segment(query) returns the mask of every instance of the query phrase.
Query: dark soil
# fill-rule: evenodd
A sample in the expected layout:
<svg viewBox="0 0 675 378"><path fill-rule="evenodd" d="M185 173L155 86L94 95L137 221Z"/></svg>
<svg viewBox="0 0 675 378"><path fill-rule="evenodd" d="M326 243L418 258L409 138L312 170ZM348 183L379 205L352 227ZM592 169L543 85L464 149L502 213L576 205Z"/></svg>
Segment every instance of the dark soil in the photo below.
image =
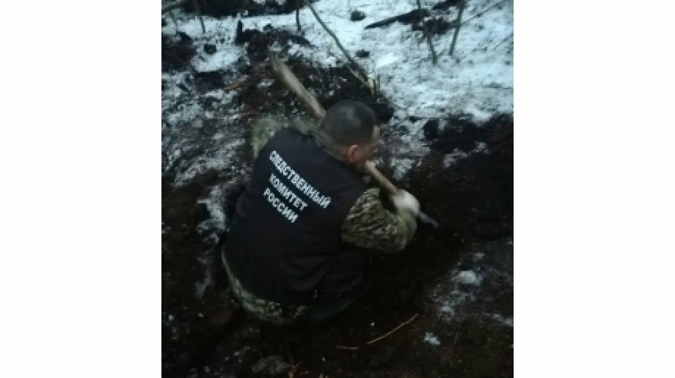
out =
<svg viewBox="0 0 675 378"><path fill-rule="evenodd" d="M421 9L412 9L409 12L404 13L403 14L397 15L393 17L385 18L381 21L378 21L377 22L373 22L369 25L366 26L365 29L372 29L373 28L381 28L383 26L386 26L394 22L400 22L401 24L408 24L410 23L416 23L422 21L422 20L429 15L429 9L425 8L422 8Z"/></svg>
<svg viewBox="0 0 675 378"><path fill-rule="evenodd" d="M451 26L452 24L439 17L425 21L423 25L413 24L412 30L421 32L428 31L431 34L444 34L450 30Z"/></svg>
<svg viewBox="0 0 675 378"><path fill-rule="evenodd" d="M457 261L462 246L512 234L512 121L502 116L479 127L452 117L450 125L435 136L430 134L432 152L413 172L408 187L441 223L441 230L422 228L404 253L373 256L377 284L325 327L288 329L293 357L300 363L298 372L307 372L310 377L318 377L320 373L333 377L512 376L512 329L495 328L472 319L453 323L446 329L446 334L455 335L453 347L443 353L421 345L416 332L433 329L423 323L426 309L421 294ZM446 152L455 148L470 151L477 140L486 141L491 152L471 155L454 168L443 168ZM169 327L164 327L167 376L184 377L190 366L198 376L220 377L223 373L256 376L250 365L261 357L287 353L279 329L243 314L238 316L238 307L230 297L226 278L218 264L214 287L202 300L194 299L191 290L184 292L185 282L202 278L199 276L200 267L188 257L213 249L194 231L196 223L205 216L205 210L195 203L209 183L217 179L215 173L207 175L185 187L165 186L163 193L163 220L165 227L170 228L163 235L166 249L163 253L163 307L174 311L182 309L178 311L181 317L171 327L185 327L179 332L180 342L171 339ZM232 200L236 197L233 193ZM511 296L506 298L512 301ZM506 307L508 312L509 306L512 313L512 301L507 301L502 309ZM335 348L338 345L362 346L415 313L423 315L416 321L418 324L406 326L386 340L356 351ZM246 347L240 356L232 357ZM210 373L205 373L204 366L209 367Z"/></svg>
<svg viewBox="0 0 675 378"><path fill-rule="evenodd" d="M237 84L245 115L242 127L259 114L305 113L277 81L269 80L268 86L260 85L273 77L263 54L271 38L279 38L274 34L252 34L248 46L254 46L247 50L250 63L239 67L247 75ZM259 40L254 42L255 38ZM187 56L186 47L163 36L163 69L184 67L182 59L173 57ZM394 109L387 100L370 94L346 67L319 68L294 57L288 64L325 107L351 98L371 106L383 123L392 117ZM222 88L230 74L195 74L194 81L200 92L206 91ZM391 132L385 130L383 134ZM423 132L431 152L402 186L441 224L440 230L421 227L404 252L372 256L376 282L373 289L344 313L319 327L296 326L282 331L261 324L245 315L232 299L225 274L218 263L218 246L200 234L196 225L210 216L197 200L213 185L229 181L234 173L208 172L181 187L172 187L172 178L165 175L162 188L163 375L265 376L254 374L250 366L263 357L280 355L299 364L294 367L295 374L304 377L512 377L512 328L495 327L472 317L450 325L439 323L425 303L426 290L460 261L462 251L512 235L512 118L501 115L478 125L467 117L449 115L446 119L430 120ZM489 153L470 154L450 168L443 166L446 154L456 150L470 154L478 141L485 142ZM232 188L226 193L227 212L232 212L241 189ZM504 248L501 246L493 247L495 253L508 252L500 249ZM212 284L201 295L195 295L195 284L207 278L206 263L212 267ZM512 313L512 295L502 292L494 295L498 299L495 306ZM410 324L364 346L414 314L420 315ZM453 338L443 340L442 346L435 348L421 342L419 334L424 330L443 331ZM361 348L348 350L336 346Z"/></svg>
<svg viewBox="0 0 675 378"><path fill-rule="evenodd" d="M190 37L184 33L176 40L167 34L162 34L162 71L184 69L190 65L194 55L194 47Z"/></svg>

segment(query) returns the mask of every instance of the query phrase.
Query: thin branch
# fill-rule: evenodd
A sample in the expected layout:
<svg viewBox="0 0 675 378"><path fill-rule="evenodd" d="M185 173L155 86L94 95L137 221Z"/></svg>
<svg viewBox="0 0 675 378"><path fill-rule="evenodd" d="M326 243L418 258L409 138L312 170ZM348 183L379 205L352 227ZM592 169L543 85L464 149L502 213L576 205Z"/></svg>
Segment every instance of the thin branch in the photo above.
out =
<svg viewBox="0 0 675 378"><path fill-rule="evenodd" d="M176 19L176 16L173 15L173 12L169 12L169 15L171 16L171 19L173 20L173 24L176 25L176 32L178 32L178 20Z"/></svg>
<svg viewBox="0 0 675 378"><path fill-rule="evenodd" d="M420 0L417 0L417 8L420 10L420 14L422 14L422 3ZM425 36L427 37L427 43L429 44L429 49L431 51L431 63L434 65L436 64L436 51L433 49L433 43L431 42L431 36L429 32L429 28L425 25L424 18L422 18L422 27L424 29L423 32Z"/></svg>
<svg viewBox="0 0 675 378"><path fill-rule="evenodd" d="M473 17L467 18L466 21L464 21L464 22L462 23L462 24L463 25L463 24L468 22L469 21L471 21L474 18L478 18L478 17L481 17L481 15L485 14L485 12L487 12L487 11L491 9L492 8L496 7L497 5L499 5L500 4L503 4L505 1L506 0L502 0L502 1L500 1L498 3L495 3L495 4L493 4L492 5L491 5L491 6L488 7L487 8L486 8L485 10L483 10L483 11L481 11L478 12L477 13L475 14Z"/></svg>
<svg viewBox="0 0 675 378"><path fill-rule="evenodd" d="M494 47L494 49L497 49L497 47L499 47L500 46L502 46L502 43L504 43L504 42L506 42L507 40L509 40L509 38L512 38L512 36L513 36L513 33L511 33L510 34L509 34L509 35L508 35L508 36L507 36L507 37L506 37L506 38L505 38L504 39L502 40L502 42L499 42L499 43L498 43L498 44L497 44L497 46L495 46Z"/></svg>
<svg viewBox="0 0 675 378"><path fill-rule="evenodd" d="M178 0L178 1L167 4L166 5L162 7L162 14L164 14L169 11L172 11L176 8L180 8L187 3L188 0Z"/></svg>
<svg viewBox="0 0 675 378"><path fill-rule="evenodd" d="M300 32L300 1L302 0L296 0L296 24L298 25L298 32Z"/></svg>
<svg viewBox="0 0 675 378"><path fill-rule="evenodd" d="M197 12L197 17L199 18L199 23L202 25L202 34L207 34L207 28L204 27L204 19L202 18L202 12L199 10L199 0L192 0L194 5L194 10Z"/></svg>
<svg viewBox="0 0 675 378"><path fill-rule="evenodd" d="M396 331L398 331L399 329L401 328L401 327L403 327L404 325L405 325L410 323L413 320L417 319L417 317L418 315L419 315L419 314L415 314L415 315L412 315L412 317L411 317L410 319L408 319L406 321L404 321L403 323L399 324L398 326L396 327L396 328L394 328L394 329L392 329L389 332L387 332L386 334L382 335L381 336L380 336L380 337L379 337L377 338L373 339L371 341L367 342L366 345L370 345L370 344L373 344L374 342L378 342L378 341L379 341L379 340L381 340L386 338L387 336L388 336L391 335L392 334L393 334L393 333L396 332Z"/></svg>
<svg viewBox="0 0 675 378"><path fill-rule="evenodd" d="M462 26L462 13L464 11L464 6L466 4L466 1L462 0L460 3L460 13L457 15L457 20L455 20L455 25L457 27L455 28L455 32L452 34L452 44L450 44L450 56L455 52L455 44L457 43L457 35L460 34L460 26Z"/></svg>
<svg viewBox="0 0 675 378"><path fill-rule="evenodd" d="M419 316L419 314L415 314L415 315L412 315L412 317L411 317L410 319L408 319L406 321L404 321L403 323L399 324L394 329L392 329L389 332L387 332L386 334L382 335L381 336L380 336L379 338L374 338L374 339L371 340L371 341L367 342L366 345L371 345L372 344L377 342L379 340L381 340L386 338L387 336L388 336L391 335L392 334L396 332L396 331L400 329L401 327L403 327L404 325L406 325L406 324L410 323L411 321L412 321L413 320L414 320L415 319L416 319L418 316ZM338 345L338 346L335 346L335 349L345 349L345 350L358 350L358 348L359 348L358 346L343 346L342 345Z"/></svg>
<svg viewBox="0 0 675 378"><path fill-rule="evenodd" d="M328 32L328 34L330 34L331 37L333 37L333 39L335 41L335 44L338 44L338 47L339 47L340 49L342 51L342 53L344 53L346 57L347 57L347 59L350 61L350 63L354 65L356 70L358 71L358 73L363 76L364 80L367 80L368 75L366 74L366 71L362 68L361 68L361 66L359 65L358 63L357 63L356 61L354 60L354 58L352 58L352 56L350 55L349 53L347 52L347 50L344 48L344 46L342 46L342 44L340 42L340 40L338 39L338 37L335 36L335 33L333 33L330 29L329 29L328 26L327 26L326 24L323 22L323 20L321 20L321 18L319 17L319 13L317 13L316 10L315 10L314 7L312 6L312 3L310 3L309 1L307 1L307 0L303 0L303 1L304 1L304 5L307 5L309 9L312 11L312 13L314 14L314 17L317 18L317 21L318 21L319 23L321 24L321 26L323 26L323 28L325 29L327 32Z"/></svg>

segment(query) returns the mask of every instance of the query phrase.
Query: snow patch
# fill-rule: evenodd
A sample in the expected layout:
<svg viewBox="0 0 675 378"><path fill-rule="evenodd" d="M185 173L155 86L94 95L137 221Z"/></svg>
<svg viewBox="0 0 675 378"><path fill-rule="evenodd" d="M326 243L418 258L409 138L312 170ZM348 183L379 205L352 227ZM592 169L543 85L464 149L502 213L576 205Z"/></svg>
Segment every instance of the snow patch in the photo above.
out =
<svg viewBox="0 0 675 378"><path fill-rule="evenodd" d="M441 345L441 342L438 340L438 336L431 332L426 332L424 334L424 342L431 345Z"/></svg>
<svg viewBox="0 0 675 378"><path fill-rule="evenodd" d="M462 270L452 278L453 282L464 284L465 285L480 285L483 278L480 277L473 270Z"/></svg>
<svg viewBox="0 0 675 378"><path fill-rule="evenodd" d="M370 53L369 58L357 58L359 63L371 79L379 76L381 90L396 107L420 117L433 117L448 112L464 113L471 115L475 121L481 122L495 113L513 112L513 49L508 42L513 33L513 4L505 2L472 18L499 1L469 0L462 15L468 21L460 29L452 56L449 49L453 30L432 37L438 55L436 65L431 63L422 32L412 31L409 24L394 22L384 27L364 29L369 24L416 8L414 1L352 0L347 4L319 0L313 6L352 56L358 50ZM435 3L425 3L430 8ZM366 18L350 21L350 12L354 9L363 11ZM431 12L430 17L441 18L446 22L452 22L457 16L454 8ZM244 49L234 45L238 18L221 20L205 16L205 34L196 17L187 15L182 11L176 11L174 14L181 18L178 30L193 38L198 55L192 63L196 69L226 69L238 59L245 57ZM294 32L295 17L293 12L246 17L240 20L245 29L260 30L269 24ZM297 54L323 67L333 67L346 61L333 38L306 7L300 10L300 18L304 36L311 46L294 44L288 55ZM167 34L178 31L170 22L162 30ZM215 53L205 53L203 46L207 42L216 46Z"/></svg>

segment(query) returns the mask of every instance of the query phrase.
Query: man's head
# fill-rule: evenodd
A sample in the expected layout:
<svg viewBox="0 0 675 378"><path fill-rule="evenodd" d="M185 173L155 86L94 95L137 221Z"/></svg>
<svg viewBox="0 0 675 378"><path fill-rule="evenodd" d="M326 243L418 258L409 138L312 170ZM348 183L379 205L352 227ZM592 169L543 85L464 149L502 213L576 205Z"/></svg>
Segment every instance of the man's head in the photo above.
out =
<svg viewBox="0 0 675 378"><path fill-rule="evenodd" d="M331 106L320 131L333 152L356 166L373 157L379 143L377 116L356 101L344 100Z"/></svg>

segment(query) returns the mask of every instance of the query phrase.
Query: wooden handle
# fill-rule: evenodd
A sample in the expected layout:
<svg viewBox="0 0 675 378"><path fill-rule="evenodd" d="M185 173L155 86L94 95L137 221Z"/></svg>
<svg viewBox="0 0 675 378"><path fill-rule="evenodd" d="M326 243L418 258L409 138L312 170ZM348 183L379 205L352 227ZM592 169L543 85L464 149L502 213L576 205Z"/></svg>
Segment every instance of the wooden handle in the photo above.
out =
<svg viewBox="0 0 675 378"><path fill-rule="evenodd" d="M272 65L272 69L274 71L277 73L277 75L281 79L284 84L286 84L286 86L291 90L294 93L295 93L302 102L305 103L309 108L312 110L312 113L317 117L317 118L321 119L323 118L323 115L326 114L325 111L323 107L321 106L321 104L317 101L317 99L312 96L309 92L307 91L304 86L300 82L298 77L291 72L291 70L286 67L286 65L281 63L276 55L270 51L269 55L269 61Z"/></svg>
<svg viewBox="0 0 675 378"><path fill-rule="evenodd" d="M384 177L384 175L377 170L377 168L375 166L375 163L373 162L371 160L368 160L366 162L366 170L368 172L373 176L373 178L377 181L377 183L385 189L387 190L391 194L396 194L398 192L399 189L396 187L396 185L392 183L392 181L389 181Z"/></svg>
<svg viewBox="0 0 675 378"><path fill-rule="evenodd" d="M317 118L321 119L323 118L323 115L326 113L323 107L321 106L321 104L317 101L317 99L312 96L309 92L307 91L302 83L300 82L300 80L296 77L295 75L291 71L291 70L284 64L281 61L277 58L277 56L271 51L268 51L269 56L269 61L272 65L272 69L276 72L277 75L279 75L279 78L284 82L284 84L291 90L292 92L295 93L303 102L310 109L317 117ZM387 191L392 194L394 194L398 192L399 189L389 181L388 179L384 177L379 170L377 170L377 168L375 166L375 164L372 161L368 160L366 162L366 169L368 172L375 178L377 183L382 187L383 187Z"/></svg>

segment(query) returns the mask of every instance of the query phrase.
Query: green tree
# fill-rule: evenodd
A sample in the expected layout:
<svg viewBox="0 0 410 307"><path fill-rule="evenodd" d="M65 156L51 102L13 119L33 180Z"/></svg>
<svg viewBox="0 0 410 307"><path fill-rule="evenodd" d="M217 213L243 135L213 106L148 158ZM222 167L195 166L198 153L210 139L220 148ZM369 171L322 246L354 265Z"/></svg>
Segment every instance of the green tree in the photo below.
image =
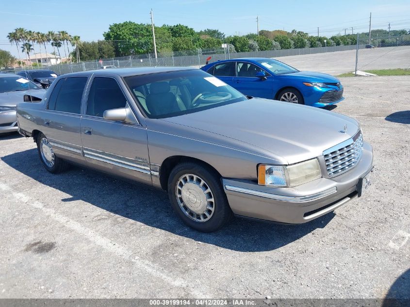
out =
<svg viewBox="0 0 410 307"><path fill-rule="evenodd" d="M261 51L272 50L272 41L270 39L267 38L265 36L260 35L257 36L256 38L255 38L255 40L257 43L258 43L258 45L259 46L259 50Z"/></svg>
<svg viewBox="0 0 410 307"><path fill-rule="evenodd" d="M223 40L225 38L225 34L219 30L213 29L206 29L198 32L199 35L208 35L210 37Z"/></svg>
<svg viewBox="0 0 410 307"><path fill-rule="evenodd" d="M199 48L202 49L216 49L220 48L222 45L222 41L213 37L201 39L198 43Z"/></svg>
<svg viewBox="0 0 410 307"><path fill-rule="evenodd" d="M279 43L281 49L292 49L293 48L293 42L286 35L278 35L273 39Z"/></svg>
<svg viewBox="0 0 410 307"><path fill-rule="evenodd" d="M234 46L237 52L246 52L249 51L249 40L245 36L230 36L227 38L226 40Z"/></svg>
<svg viewBox="0 0 410 307"><path fill-rule="evenodd" d="M12 67L16 60L9 51L0 49L0 67Z"/></svg>

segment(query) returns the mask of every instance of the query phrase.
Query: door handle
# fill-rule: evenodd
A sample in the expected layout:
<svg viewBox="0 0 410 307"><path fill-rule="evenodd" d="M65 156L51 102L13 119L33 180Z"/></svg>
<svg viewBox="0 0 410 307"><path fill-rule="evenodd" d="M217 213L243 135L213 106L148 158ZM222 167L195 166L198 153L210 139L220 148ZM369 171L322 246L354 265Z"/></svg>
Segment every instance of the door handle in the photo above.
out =
<svg viewBox="0 0 410 307"><path fill-rule="evenodd" d="M83 129L84 131L84 134L89 134L91 135L93 134L93 129L91 128L87 128L84 127L84 129Z"/></svg>

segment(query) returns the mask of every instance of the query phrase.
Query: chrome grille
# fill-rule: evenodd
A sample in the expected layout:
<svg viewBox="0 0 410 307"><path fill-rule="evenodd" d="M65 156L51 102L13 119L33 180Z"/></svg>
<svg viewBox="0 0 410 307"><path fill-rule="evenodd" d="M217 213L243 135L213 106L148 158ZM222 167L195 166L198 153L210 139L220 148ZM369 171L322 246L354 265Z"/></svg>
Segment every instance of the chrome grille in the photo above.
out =
<svg viewBox="0 0 410 307"><path fill-rule="evenodd" d="M320 99L319 99L319 102L323 103L334 102L341 99L343 97L343 89L340 91L335 91L333 90L328 91L320 97Z"/></svg>
<svg viewBox="0 0 410 307"><path fill-rule="evenodd" d="M328 175L336 176L355 166L363 151L363 136L359 131L353 138L323 152Z"/></svg>

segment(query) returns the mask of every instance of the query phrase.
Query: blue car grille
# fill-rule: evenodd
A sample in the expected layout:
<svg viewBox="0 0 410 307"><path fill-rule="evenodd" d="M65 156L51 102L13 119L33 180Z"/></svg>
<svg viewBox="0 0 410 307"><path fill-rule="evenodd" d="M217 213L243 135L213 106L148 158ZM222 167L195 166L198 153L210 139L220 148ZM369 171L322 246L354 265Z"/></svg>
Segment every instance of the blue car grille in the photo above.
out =
<svg viewBox="0 0 410 307"><path fill-rule="evenodd" d="M319 99L319 102L322 102L322 103L334 102L341 99L343 97L343 89L341 91L335 91L334 90L328 91L322 95L320 99Z"/></svg>
<svg viewBox="0 0 410 307"><path fill-rule="evenodd" d="M347 145L346 145L347 143ZM323 152L328 175L336 176L354 167L363 152L363 136L359 131L353 138Z"/></svg>

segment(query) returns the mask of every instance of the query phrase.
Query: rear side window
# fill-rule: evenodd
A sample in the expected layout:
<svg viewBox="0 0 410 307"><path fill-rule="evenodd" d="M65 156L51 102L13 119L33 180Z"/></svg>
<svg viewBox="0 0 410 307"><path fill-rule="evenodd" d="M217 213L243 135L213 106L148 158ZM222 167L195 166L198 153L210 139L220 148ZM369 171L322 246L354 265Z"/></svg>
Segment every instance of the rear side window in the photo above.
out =
<svg viewBox="0 0 410 307"><path fill-rule="evenodd" d="M217 64L213 69L214 76L235 77L235 62L229 62Z"/></svg>
<svg viewBox="0 0 410 307"><path fill-rule="evenodd" d="M104 111L124 108L126 104L127 99L115 79L94 79L87 99L87 115L102 117Z"/></svg>
<svg viewBox="0 0 410 307"><path fill-rule="evenodd" d="M50 96L49 110L80 114L87 79L86 77L72 77L60 80Z"/></svg>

- - - - - - -

Please pull out every line of the listing above that contains the string "side", matching uppercase and lowercase exactly.

Query: rear side window
Segment every instance of the rear side window in the photo above.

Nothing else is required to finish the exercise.